(Set task) Copy the material below, swapping "thickest part" for "widest part" everywhere it occurs and leaving the rest untouched.

(Data for this exercise)
++++++++++

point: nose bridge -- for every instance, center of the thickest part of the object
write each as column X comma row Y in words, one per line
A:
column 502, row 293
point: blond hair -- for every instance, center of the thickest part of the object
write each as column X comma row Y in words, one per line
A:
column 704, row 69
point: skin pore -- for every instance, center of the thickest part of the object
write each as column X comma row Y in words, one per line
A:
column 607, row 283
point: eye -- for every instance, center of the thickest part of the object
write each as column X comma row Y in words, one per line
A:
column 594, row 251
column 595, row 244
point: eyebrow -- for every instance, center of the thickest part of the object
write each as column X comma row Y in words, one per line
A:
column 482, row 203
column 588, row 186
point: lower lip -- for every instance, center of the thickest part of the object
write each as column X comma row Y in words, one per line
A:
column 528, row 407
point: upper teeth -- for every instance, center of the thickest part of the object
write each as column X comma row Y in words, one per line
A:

++++++++++

(Reply)
point: nose bridge -- for every instance, center of the widest part of the object
write each as column X comma row Y in words, one per line
A:
column 502, row 293
point: blond hair -- for every instance, center of the widest part of the object
write each as column X comma row Y in words, one per line
A:
column 704, row 69
point: skin pore -- for every instance, center of the widest part of the object
write each as column X comma row Y in words, one per line
A:
column 607, row 283
point: eye -- for every instance, center of the widest part of the object
write each as column X comma row Y in words, one per line
A:
column 594, row 251
column 595, row 244
point: eyebrow -- for every instance, center of the widest part of the object
write each as column X comma row Y in words, one per line
A:
column 482, row 203
column 588, row 186
point: lower lip -- for every instance, center of the widest part of the object
write each as column X comma row Y in words, one per line
A:
column 528, row 407
point: upper teeth -- for every instance, center of the widest part of the object
write each as column X comma row Y in words, one per line
A:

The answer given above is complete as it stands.